ASSIGNMENT: Every record is to be printed exactly as written, and any picture in it is skipped.

[Source data]
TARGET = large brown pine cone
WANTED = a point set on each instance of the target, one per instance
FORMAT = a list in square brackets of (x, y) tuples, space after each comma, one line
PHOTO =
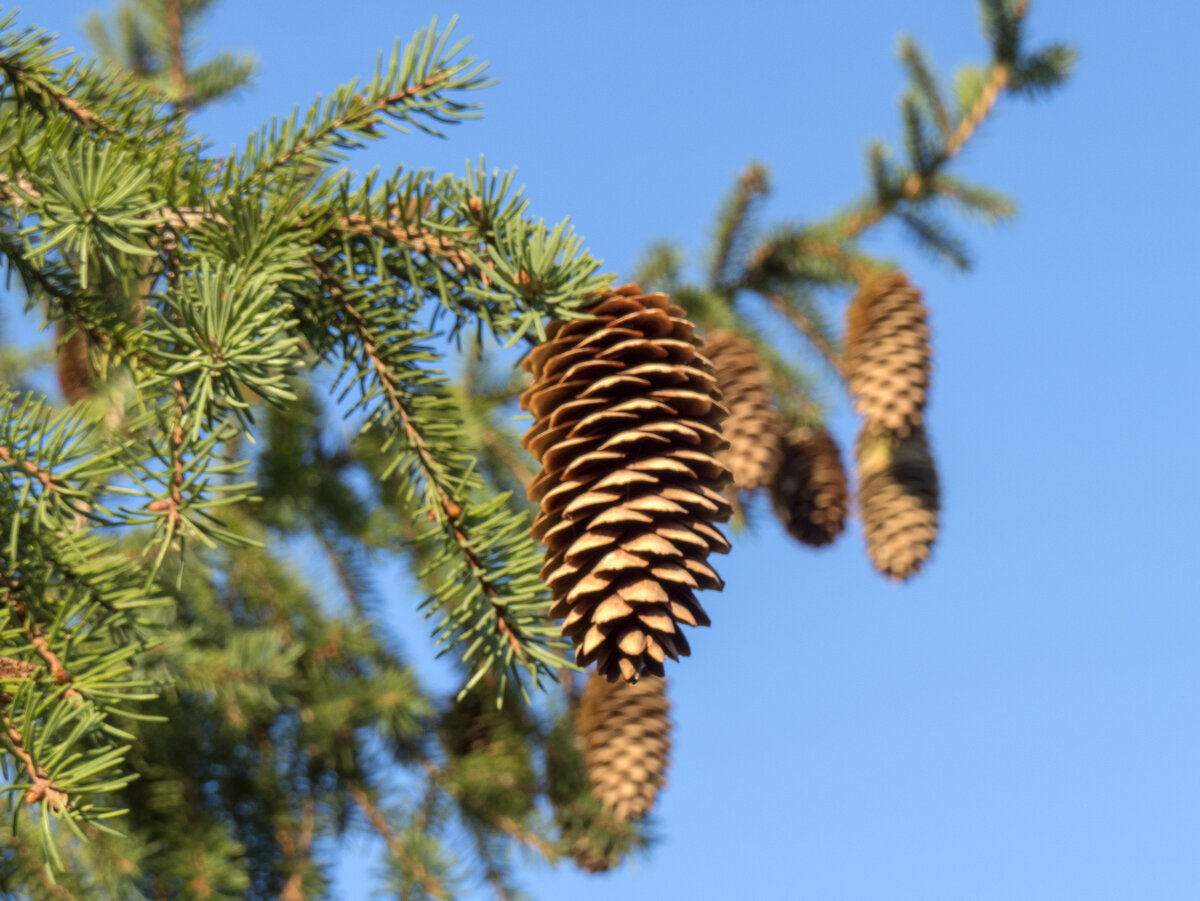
[(625, 736), (888, 355), (627, 422), (754, 427), (810, 493), (898, 493)]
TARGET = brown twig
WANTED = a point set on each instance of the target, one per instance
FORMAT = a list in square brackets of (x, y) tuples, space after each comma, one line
[(42, 786), (174, 499), (915, 185), (423, 240), (64, 101), (808, 328), (369, 112), (502, 822), (339, 564), (450, 510), (43, 476), (293, 889), (395, 846), (173, 14)]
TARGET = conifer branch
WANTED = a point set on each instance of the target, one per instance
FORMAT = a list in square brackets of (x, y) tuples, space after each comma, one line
[(498, 821), (395, 846), (31, 80), (731, 222), (917, 182), (447, 510), (42, 787), (173, 17), (299, 852), (807, 326)]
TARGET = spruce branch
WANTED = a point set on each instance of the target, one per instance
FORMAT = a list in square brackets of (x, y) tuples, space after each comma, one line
[(816, 332), (1002, 20), (41, 787), (731, 223), (408, 862), (173, 18)]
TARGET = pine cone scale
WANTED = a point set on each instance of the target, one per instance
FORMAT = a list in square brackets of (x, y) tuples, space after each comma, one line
[(754, 427)]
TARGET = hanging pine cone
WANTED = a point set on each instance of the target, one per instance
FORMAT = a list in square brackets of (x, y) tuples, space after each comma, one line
[(887, 360), (754, 427), (810, 493), (625, 734), (627, 422), (72, 366), (898, 493)]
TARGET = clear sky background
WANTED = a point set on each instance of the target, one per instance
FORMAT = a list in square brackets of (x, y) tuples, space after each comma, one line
[(1023, 720)]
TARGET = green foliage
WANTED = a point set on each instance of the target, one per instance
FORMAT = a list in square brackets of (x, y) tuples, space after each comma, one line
[(197, 698)]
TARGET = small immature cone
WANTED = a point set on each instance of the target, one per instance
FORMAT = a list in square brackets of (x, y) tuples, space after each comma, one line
[(754, 427), (810, 493), (627, 426), (888, 355), (625, 733), (898, 492)]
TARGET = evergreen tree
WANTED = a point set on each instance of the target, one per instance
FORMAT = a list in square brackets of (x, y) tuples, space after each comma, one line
[(183, 714)]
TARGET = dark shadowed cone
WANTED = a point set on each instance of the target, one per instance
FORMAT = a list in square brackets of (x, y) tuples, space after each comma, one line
[(898, 494), (627, 422), (810, 493), (887, 360), (627, 736), (72, 366), (754, 426)]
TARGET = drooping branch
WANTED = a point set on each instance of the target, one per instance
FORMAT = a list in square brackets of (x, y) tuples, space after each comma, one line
[(917, 181), (395, 846), (448, 509)]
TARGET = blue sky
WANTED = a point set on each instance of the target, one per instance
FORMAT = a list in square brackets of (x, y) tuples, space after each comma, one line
[(1023, 720)]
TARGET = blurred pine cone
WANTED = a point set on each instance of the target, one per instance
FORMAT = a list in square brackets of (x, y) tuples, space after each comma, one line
[(898, 493), (888, 355), (810, 494), (627, 424), (625, 734), (754, 426)]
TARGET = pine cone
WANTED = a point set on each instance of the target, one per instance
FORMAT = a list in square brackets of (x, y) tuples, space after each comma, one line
[(887, 360), (898, 493), (625, 734), (754, 427), (72, 365), (809, 492), (628, 421)]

WRITTEN SOLUTION:
TARGET = large brown pine cone
WANTED = a point set on each instance of the target, one per instance
FORMAT = a list in square brackets of (x, y) tuples, space after each comma, one line
PHOTO =
[(625, 736), (888, 355), (627, 422), (754, 427), (810, 493), (898, 493)]
TARGET = brown twig
WANTED = a point set on each instance of the target, one per instance
FORMAT = a list in square brackets of (x, y) tuples, space after each comma, one line
[(42, 786), (174, 499), (915, 185), (423, 240), (64, 101), (808, 328), (369, 112), (502, 822), (339, 564), (450, 510), (43, 476), (293, 889), (395, 846), (173, 14)]
TARGET = conifer branch
WANTED = a point set on each instance of the target, one per instance
FORMAT = a list in square brackets of (x, y) tuples, space after each comma, one line
[(498, 821), (395, 846), (31, 80), (731, 222), (917, 182), (447, 510), (42, 787), (173, 17), (299, 852), (807, 326)]
TARGET = spruce branch
WANTED = a point set on each instance of the target, one per instance
FORMAT = a list in square brackets of (x, y) tuples, space after each comma, one line
[(816, 332), (1002, 20), (41, 787), (731, 223), (408, 862), (173, 18)]
TARGET = pine cone scale
WANTED = a point set on each instance of the target, one per instance
FORMAT = a list in square brackets of (x, y) tuples, space after each comma, one line
[(754, 427)]
TARGET = hanging pine cone
WANTED = a point set on each instance of the target, one per instance
FORMAT = a list in square brackets of (x, y) tuples, space after each comma, one line
[(887, 360), (754, 427), (810, 493), (625, 734), (627, 422), (72, 366), (898, 493)]
TARGET = clear sky background
WANTED = a point set on each instance of the target, one per instance
FORMAT = a list in square brackets of (x, y) tuples, space after each comma, one line
[(1023, 720)]
TARGET = green foliage
WANTED = a point set on each instance of the target, one per instance
FORMAT = a list in square brackets of (x, y) tuples, space after each comma, one line
[(197, 698)]
TARGET = small immature cone
WANTED = a point set on each instance of the target, one per instance
FORMAT = a list in square brackets of (x, y) tuples, space after each comma, one line
[(754, 427), (810, 493), (627, 426), (888, 355), (625, 733), (898, 492)]
TARGET = evergreen tree
WANTED = a point set on each instance of the target, one per instance
FORMAT = a list in square brackets of (x, y) tuples, space after each comma, one line
[(183, 714)]
TARGET = dark shadowed cone
WANTED = a point set on each instance of the target, one per instance
FORMAT = a list in square brackets of (x, y) tuples, space after each comma, one line
[(898, 494), (627, 422), (810, 493), (887, 360), (627, 736), (72, 366), (754, 426)]
TARGET = drooping branch
WANTED = a point set on each instance of the target, one per instance
FORMAT = a list in square brackets of (x, y) tuples, space after each comma, one line
[(917, 181), (395, 846), (448, 509)]
TARGET = blue sky
WANTED = a point set on each instance of the target, one per instance
FORMAT = a list in square brackets of (x, y) tuples, space after each comma, one line
[(1023, 720)]
TARGET = blurred pine cone
WANTED = a point set on each instance of the target, one per instance
FORMAT = a list in square brackets of (x, y) tuples, space after each comma, one line
[(898, 493), (888, 355), (810, 494), (627, 424), (625, 734), (754, 426)]
TARGET = pine cone
WANTED = a point set on each instance of the target, one per instance
FORMAT = a list in square brackets of (x, y) tuples, space after each comma, one line
[(887, 360), (898, 493), (625, 734), (754, 427), (72, 365), (809, 492), (628, 421)]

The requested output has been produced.